- [Given problem]
Output verbatim the part of the items that opens with the line containing "Could you please put a dot on the arched" and closes with the line containing "column 251, row 378", both included, and nothing else.

- [Data for the task]
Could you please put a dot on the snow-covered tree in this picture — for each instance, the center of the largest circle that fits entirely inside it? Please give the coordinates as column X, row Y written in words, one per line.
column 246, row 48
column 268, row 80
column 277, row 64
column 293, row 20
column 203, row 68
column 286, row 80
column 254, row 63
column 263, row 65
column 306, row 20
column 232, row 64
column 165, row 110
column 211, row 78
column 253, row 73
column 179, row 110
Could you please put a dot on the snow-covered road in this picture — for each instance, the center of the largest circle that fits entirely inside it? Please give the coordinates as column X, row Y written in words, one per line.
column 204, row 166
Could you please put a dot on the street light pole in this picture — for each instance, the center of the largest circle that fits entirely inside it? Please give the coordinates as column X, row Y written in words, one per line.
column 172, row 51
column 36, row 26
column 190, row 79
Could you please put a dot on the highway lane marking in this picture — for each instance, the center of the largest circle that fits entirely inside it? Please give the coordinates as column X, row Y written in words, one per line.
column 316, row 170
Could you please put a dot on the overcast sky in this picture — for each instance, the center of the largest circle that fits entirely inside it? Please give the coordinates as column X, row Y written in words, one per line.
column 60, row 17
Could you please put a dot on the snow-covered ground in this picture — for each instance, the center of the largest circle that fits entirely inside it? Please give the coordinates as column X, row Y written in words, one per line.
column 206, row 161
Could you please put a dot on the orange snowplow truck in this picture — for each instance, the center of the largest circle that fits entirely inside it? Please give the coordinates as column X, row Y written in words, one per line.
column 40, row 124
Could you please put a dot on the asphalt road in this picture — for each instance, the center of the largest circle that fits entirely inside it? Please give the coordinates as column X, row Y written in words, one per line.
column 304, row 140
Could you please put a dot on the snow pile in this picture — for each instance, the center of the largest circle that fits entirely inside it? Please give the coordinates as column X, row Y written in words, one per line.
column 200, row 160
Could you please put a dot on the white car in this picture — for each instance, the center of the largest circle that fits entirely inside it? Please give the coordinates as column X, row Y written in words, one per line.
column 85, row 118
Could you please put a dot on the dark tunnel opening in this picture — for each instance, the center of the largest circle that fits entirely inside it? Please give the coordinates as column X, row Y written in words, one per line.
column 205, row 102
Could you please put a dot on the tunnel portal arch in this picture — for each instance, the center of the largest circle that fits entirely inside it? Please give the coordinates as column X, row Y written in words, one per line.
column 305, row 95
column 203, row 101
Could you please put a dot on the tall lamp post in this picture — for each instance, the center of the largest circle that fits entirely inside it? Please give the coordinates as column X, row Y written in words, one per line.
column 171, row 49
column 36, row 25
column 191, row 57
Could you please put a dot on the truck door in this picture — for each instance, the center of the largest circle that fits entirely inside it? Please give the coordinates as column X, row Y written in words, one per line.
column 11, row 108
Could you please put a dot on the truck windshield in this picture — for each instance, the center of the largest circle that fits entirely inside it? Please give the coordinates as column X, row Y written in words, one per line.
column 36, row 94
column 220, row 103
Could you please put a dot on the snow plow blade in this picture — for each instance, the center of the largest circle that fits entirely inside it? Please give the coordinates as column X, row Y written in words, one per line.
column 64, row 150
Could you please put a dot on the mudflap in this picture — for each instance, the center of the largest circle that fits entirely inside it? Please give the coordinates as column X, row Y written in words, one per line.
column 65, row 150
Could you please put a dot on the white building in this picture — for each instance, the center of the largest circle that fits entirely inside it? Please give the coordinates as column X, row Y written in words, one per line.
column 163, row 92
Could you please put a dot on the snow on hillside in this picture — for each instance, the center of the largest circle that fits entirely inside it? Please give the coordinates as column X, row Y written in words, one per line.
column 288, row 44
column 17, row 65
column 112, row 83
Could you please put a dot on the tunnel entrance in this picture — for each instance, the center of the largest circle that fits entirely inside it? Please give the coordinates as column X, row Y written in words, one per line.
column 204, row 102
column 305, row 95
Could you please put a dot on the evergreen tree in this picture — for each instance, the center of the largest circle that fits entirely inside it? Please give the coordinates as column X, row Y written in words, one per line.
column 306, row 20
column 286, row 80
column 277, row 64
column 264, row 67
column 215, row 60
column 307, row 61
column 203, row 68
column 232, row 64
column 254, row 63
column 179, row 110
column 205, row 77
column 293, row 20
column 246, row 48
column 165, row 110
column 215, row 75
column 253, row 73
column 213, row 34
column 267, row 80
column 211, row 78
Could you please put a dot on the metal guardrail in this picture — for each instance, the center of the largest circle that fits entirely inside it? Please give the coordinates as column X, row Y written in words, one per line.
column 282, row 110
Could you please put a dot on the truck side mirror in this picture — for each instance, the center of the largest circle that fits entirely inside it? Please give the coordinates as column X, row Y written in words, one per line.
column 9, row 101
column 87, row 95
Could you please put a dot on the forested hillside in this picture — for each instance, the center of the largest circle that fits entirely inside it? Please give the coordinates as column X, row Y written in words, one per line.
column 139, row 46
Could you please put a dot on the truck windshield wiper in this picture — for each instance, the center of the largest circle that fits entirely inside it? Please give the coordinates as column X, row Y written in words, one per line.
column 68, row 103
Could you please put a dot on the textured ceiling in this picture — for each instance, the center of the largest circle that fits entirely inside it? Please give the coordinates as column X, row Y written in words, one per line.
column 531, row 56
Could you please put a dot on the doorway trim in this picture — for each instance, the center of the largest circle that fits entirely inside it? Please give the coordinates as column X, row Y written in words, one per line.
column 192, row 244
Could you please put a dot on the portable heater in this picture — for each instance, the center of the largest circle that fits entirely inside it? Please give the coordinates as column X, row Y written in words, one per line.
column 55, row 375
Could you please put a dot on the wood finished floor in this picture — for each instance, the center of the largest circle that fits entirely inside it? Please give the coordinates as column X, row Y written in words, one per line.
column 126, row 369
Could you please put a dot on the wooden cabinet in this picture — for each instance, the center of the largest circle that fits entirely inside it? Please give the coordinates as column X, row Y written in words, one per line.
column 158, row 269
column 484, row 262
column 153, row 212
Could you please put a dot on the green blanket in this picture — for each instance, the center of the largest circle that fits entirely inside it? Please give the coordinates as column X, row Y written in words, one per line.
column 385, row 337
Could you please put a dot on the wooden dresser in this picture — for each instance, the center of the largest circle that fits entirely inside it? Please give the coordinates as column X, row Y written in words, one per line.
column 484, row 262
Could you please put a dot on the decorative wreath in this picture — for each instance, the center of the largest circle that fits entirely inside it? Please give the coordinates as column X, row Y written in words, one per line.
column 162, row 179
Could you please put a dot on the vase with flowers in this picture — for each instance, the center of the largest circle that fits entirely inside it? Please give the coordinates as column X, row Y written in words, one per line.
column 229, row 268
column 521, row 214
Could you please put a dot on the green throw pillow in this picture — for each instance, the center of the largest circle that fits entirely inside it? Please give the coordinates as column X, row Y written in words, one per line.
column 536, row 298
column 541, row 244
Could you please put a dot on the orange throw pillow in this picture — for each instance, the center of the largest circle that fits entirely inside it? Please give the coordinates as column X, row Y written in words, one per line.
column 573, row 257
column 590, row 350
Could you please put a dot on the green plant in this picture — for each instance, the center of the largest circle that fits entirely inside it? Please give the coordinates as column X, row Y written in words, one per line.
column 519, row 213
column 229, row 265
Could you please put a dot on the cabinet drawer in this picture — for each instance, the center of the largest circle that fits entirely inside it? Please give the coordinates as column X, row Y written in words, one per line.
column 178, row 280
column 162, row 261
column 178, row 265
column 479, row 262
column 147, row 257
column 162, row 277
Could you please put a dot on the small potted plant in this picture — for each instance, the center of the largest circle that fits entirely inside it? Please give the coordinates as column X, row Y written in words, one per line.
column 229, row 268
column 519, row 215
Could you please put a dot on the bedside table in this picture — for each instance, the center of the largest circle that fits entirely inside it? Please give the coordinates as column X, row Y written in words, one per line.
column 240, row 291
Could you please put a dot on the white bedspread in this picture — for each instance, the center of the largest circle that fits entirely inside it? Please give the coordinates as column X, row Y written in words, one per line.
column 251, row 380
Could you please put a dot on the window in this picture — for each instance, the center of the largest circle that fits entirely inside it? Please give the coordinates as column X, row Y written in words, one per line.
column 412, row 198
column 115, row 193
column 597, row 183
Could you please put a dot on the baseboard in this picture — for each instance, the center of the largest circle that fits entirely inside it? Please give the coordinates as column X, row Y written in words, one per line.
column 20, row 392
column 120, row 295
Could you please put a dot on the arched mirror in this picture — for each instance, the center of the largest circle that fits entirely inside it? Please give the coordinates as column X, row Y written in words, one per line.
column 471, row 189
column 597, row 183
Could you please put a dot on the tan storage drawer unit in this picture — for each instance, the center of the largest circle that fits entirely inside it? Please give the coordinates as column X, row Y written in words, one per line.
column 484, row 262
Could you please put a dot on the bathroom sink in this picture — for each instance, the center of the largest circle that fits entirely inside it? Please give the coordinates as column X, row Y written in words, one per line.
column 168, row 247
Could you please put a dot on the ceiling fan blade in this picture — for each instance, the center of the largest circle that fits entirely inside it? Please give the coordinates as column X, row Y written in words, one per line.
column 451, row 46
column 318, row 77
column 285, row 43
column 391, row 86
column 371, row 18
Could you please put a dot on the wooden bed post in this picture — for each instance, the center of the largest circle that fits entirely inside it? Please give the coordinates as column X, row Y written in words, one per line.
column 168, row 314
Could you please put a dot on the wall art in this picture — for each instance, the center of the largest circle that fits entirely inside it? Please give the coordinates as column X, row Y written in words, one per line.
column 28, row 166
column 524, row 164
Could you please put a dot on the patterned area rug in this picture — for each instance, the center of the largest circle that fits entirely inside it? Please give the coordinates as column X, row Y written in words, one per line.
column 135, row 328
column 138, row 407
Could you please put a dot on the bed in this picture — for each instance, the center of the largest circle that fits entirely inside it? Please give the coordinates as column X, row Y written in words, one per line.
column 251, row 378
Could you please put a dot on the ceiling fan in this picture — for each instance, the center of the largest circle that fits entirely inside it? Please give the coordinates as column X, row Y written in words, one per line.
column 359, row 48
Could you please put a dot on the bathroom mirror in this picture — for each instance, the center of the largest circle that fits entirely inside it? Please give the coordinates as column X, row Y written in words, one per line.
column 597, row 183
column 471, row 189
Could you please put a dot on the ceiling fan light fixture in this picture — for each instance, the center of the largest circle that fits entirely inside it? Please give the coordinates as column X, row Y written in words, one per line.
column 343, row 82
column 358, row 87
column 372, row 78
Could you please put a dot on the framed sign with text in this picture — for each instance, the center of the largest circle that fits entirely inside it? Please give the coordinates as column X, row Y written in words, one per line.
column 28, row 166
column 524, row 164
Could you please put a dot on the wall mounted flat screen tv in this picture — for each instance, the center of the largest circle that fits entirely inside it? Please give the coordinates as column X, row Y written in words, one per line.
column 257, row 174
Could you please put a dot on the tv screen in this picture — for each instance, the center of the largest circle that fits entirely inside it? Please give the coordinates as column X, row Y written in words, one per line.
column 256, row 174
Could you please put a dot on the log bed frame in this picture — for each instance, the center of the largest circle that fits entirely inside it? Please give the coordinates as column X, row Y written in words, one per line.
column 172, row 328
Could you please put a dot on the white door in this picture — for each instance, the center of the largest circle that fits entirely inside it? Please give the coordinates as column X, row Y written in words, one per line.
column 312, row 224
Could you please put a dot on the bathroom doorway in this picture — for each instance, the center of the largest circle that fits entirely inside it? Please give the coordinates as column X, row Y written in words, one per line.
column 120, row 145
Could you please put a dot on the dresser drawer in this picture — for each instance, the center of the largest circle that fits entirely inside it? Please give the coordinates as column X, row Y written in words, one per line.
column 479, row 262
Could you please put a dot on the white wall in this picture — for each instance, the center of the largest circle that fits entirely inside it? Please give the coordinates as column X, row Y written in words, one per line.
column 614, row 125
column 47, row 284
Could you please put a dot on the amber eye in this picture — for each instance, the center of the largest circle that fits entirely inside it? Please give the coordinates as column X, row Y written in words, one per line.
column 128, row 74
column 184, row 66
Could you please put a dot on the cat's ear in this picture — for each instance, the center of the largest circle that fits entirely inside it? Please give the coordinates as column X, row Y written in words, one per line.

- [Response to this exercise]
Could you please put a dot on the arched mirror in this picture — for each instance, the center of the largest circle that fits entirely inside it? Please give the coordinates as column X, row Y written in words, one per line.
column 471, row 189
column 597, row 183
Could you please put a dot on the tan storage drawer unit in this picture — for each instance, the center of the largest circle that fits entirely inside it? Please give the coordinates as column X, row Y written in words, one per line.
column 484, row 262
Could you please put a dot on the bathroom sink in this picture — for each instance, the center of the largest circle that fits entirely inside it? Please give the coordinates as column X, row Y written in words, one per line.
column 168, row 247
Could you please put a dot on the ceiling fan blade in this picture — for each instance, the center of the largest circle that fits entirely inside it? Please give the coordinates as column X, row Y written in words, one per line.
column 451, row 46
column 318, row 77
column 285, row 43
column 391, row 86
column 371, row 18
Could you please put a dot on the wooden bed post in this picture — for each instance, the center of the largest circle that fits entirely inside it? Please give the coordinates as column X, row Y written in words, one per line.
column 168, row 314
Could you please put a dot on the wall art in this picture — for each instance, the center of the largest circle that fits entirely inside it? Please give the coordinates as column X, row Y written in words, one per line.
column 28, row 166
column 524, row 164
Could you please put a dot on the patterned area rug in this picture — for each instance, the center of the largest circle that fits entirely inside it? Please give the coordinates as column X, row Y written in words, one per line.
column 135, row 328
column 138, row 407
Could you please put a dot on the bed in this picture — for each instance, the center of the largest circle that fits entirely inside it? Please give the coordinates as column X, row Y written in words, one per line.
column 251, row 378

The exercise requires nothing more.